Advocates argue that artificial intelligence is more attentive and precise in monitoring activities on the internet compared to human monitors. Their responses are also much faster than human operators and monitors of cyber security. In this sense, there are both potential pre-emptive and operational functions for artificial intelligence in tackling cyber security concerns. Artificial intelligence, if harnessed in an ethical and well-planned manner, can greatly improve human capabilities in cyber security.

Compared to humans, artificial intelligence and algorithms also have other advantages such as faster and speedier interception of information, more precise identification of human targets and threats, and faster interpretive capabilities when trying to make sense of large inventories and stocks of information.

As they are complex systems, they also have the potential for immense predictive and anticipative capabilities based on normative behaviors, large databases, statistical pools of information, and accessible information to dip into. Human operators are far more limited in their abilities to tap into such databases and interpret information within a short time, something possible for algorithms and artificial intelligence to achieve.

════════════════════

:: Problems to work on ::
1. Name each advantage over humans that the passage on artificial intelligence in cyber security lists after the words "other advantages such as".
2. Write out the wording of the passage on artificial intelligence in cyber security between "Compared to humans, artificial" and "stocks of information.", inclusive.
3. Carry the passage on artificial intelligence in cyber security forward from its final sentence.
The listing after this point is separate material and not part of the passage on artificial intelligence in cyber security.

:: Material provided ::

════════════════════

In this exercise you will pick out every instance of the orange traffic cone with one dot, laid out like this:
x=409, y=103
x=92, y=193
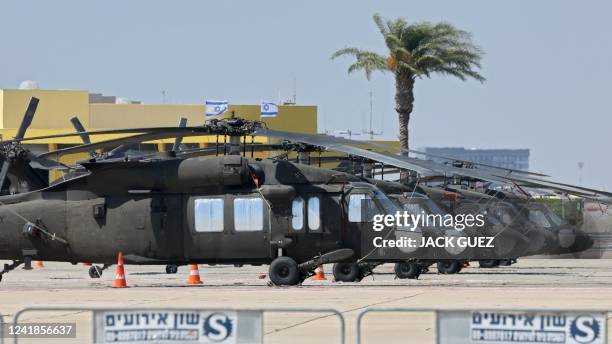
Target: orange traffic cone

════════════════════

:: Responses ::
1.
- Faster and speedier interception of information
- More precise identification of human targets and threats
- Faster interpretive capabilities when trying to make sense of large inventories and stocks of information

2.
Compared to humans, artificial intelligence and algorithms also have other advantages such as faster and speedier interception of information, more precise identification of human targets and threats, and faster interpretive capabilities when trying to make sense of large inventories and stocks of information.

3.
Many of these functions are beyond normal human capabilities and are only manageable by self-learning and self-adapting algorithms that have access to large databases. Predictive and anticipative behaviors can only be possible with such tools and artificial intelligence system. This can then facilitate scenario-planning, particularly for intelligence and security agencies in planning their operations and making decisions that can affect many lives.

States and law enforcement agencies are not the only groups and organizations using such technologies. Even well-funded groups operating outside the law with access to immense resources (e.g. criminal groups, terrorists, pirates, human traffickers, mobsters, mafia, anarchists, and hacker organizations) now have access to sophisticated tools. State-sponsored operations by rogue nations are larger in scale and more destructive in causing damage to public security and world peace.

Given that artificial intelligence algorithms can learn and operate on their own, they may be unpredictable and lead to unpredictable consequences.

There are incentives for such illegal groups to acquire technologies to breach national defenses or the cyber protection systems of large multinational corporations. Given that data mining is like gold mining of the past as such data and information can be sold to states, private enterprises, and other data miners for a tidy profit, these illegal groups are motivated and incentivized to move into such activities. Beyond theft, insertion of fake information and alterations of information systems infrastructure are even more sinister and dangerous.

The hope amongst the security community is the use of algorithm-operated software that can learn and pick out dissonance, detect breaches to cyber systems early and neutralize them to limit the damage they can do to data and information systems.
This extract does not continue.